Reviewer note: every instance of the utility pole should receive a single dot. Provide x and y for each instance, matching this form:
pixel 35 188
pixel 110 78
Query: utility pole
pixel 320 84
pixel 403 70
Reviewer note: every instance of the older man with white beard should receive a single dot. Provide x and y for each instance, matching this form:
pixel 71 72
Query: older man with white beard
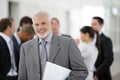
pixel 57 49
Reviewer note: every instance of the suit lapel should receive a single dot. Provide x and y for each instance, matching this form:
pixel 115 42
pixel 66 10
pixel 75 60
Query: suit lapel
pixel 55 47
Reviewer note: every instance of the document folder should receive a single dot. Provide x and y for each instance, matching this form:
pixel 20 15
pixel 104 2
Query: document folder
pixel 55 72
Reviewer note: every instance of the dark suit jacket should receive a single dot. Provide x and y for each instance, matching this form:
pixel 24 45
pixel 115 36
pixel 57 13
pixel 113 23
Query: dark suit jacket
pixel 63 52
pixel 105 58
pixel 5 60
pixel 16 51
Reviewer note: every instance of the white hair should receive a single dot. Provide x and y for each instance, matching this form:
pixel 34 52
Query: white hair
pixel 43 13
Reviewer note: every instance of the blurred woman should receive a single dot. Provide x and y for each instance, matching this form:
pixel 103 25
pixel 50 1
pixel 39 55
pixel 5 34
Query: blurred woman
pixel 88 49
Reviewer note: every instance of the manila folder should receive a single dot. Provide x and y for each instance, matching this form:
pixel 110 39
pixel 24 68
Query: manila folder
pixel 55 72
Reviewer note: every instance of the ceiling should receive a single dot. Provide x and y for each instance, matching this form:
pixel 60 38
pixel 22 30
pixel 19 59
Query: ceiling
pixel 68 4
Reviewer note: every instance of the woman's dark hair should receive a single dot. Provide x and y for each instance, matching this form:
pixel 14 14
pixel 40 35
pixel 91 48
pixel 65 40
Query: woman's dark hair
pixel 25 20
pixel 91 32
pixel 4 23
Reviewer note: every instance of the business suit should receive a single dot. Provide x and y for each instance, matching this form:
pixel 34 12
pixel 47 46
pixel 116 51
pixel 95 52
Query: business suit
pixel 63 52
pixel 16 51
pixel 105 58
pixel 5 60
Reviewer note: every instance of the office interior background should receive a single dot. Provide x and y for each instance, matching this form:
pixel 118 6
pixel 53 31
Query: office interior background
pixel 73 14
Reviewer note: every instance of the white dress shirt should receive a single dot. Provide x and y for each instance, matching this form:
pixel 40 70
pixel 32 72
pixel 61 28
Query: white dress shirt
pixel 89 53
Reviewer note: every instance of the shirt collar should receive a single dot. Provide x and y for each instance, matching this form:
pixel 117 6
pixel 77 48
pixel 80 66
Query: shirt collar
pixel 17 38
pixel 5 37
pixel 48 39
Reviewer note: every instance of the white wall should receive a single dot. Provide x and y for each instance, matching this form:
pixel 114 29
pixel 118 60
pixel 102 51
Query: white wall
pixel 3 8
pixel 25 9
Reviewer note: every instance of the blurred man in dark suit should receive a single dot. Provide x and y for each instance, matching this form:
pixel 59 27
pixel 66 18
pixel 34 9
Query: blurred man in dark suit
pixel 7 58
pixel 105 56
pixel 24 34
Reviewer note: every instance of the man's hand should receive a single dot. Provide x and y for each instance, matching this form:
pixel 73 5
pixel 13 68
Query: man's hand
pixel 96 78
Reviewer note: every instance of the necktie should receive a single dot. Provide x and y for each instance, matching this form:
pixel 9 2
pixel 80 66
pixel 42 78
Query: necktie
pixel 12 56
pixel 43 54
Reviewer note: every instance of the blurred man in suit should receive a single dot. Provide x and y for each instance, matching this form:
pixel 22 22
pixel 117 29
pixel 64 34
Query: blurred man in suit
pixel 55 24
pixel 105 56
pixel 59 50
pixel 7 58
pixel 24 34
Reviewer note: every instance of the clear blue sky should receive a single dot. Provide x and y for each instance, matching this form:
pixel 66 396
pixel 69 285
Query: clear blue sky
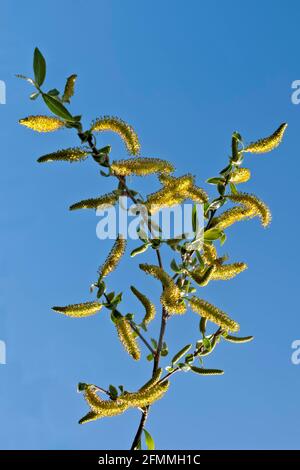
pixel 185 74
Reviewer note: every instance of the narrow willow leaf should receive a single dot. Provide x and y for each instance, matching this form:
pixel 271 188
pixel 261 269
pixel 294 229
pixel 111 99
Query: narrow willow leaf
pixel 181 353
pixel 39 67
pixel 149 440
pixel 212 234
pixel 236 339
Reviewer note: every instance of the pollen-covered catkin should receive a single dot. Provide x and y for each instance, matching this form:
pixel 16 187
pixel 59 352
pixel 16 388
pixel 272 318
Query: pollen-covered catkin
pixel 127 338
pixel 69 88
pixel 113 258
pixel 103 408
pixel 171 297
pixel 141 166
pixel 148 305
pixel 79 310
pixel 102 202
pixel 146 397
pixel 124 130
pixel 228 271
pixel 172 301
pixel 152 381
pixel 255 205
pixel 240 175
pixel 269 143
pixel 75 154
pixel 229 217
pixel 42 123
pixel 214 314
pixel 165 197
pixel 181 183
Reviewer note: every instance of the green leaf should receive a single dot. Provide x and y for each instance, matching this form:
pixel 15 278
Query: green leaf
pixel 81 386
pixel 215 180
pixel 57 107
pixel 223 238
pixel 34 95
pixel 226 170
pixel 181 353
pixel 39 67
pixel 221 189
pixel 194 218
pixel 29 80
pixel 139 249
pixel 174 266
pixel 212 234
pixel 149 440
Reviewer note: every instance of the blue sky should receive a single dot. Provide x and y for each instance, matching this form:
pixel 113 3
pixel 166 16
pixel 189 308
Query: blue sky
pixel 186 75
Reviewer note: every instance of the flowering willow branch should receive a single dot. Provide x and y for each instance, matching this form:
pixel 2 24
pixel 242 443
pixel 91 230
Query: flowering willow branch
pixel 197 261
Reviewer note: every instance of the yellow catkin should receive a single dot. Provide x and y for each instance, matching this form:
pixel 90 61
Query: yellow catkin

==============================

*Your task:* Locate the line that contains "Reviewer note: every instance of the pollen-covered". Repeat it and every line after it, up to and including the final line, exactly.

*The response:*
Reviewer note: every instance of the pollen-covered catkin should receive a single dot. Provide x and y for each instance, matching this form:
pixel 16 187
pixel 59 352
pixel 16 388
pixel 272 318
Query: pollen-covered catkin
pixel 127 338
pixel 69 88
pixel 113 258
pixel 103 408
pixel 171 297
pixel 141 166
pixel 148 305
pixel 79 310
pixel 102 202
pixel 146 397
pixel 124 130
pixel 228 271
pixel 172 301
pixel 152 381
pixel 255 205
pixel 240 175
pixel 269 143
pixel 75 154
pixel 229 217
pixel 42 123
pixel 214 314
pixel 165 197
pixel 181 183
Reviewer note: every instance of the green leaf should receive a single dot. Provide x and y for each instance, matching this form:
pixel 15 278
Query: green leaf
pixel 81 386
pixel 215 180
pixel 57 107
pixel 223 238
pixel 34 95
pixel 226 170
pixel 181 353
pixel 39 67
pixel 221 189
pixel 194 218
pixel 29 80
pixel 139 249
pixel 174 266
pixel 212 234
pixel 149 440
Reviewer note: every instance of the blue sky should receive a single dot. Provide x and y for each instance, matching this form:
pixel 113 3
pixel 166 16
pixel 189 308
Query: blue sky
pixel 186 75
Reviewer note: every instance of the flowering willow branch should receive a single dot. Provide x and y for each instance, matching this form:
pixel 2 24
pixel 242 443
pixel 91 230
Query: flowering willow branch
pixel 197 261
Reviewer note: every instance of the yellow catkin should receive a single dot. Provide x and y for each instance, matching this form:
pixel 90 61
Query: yellow catkin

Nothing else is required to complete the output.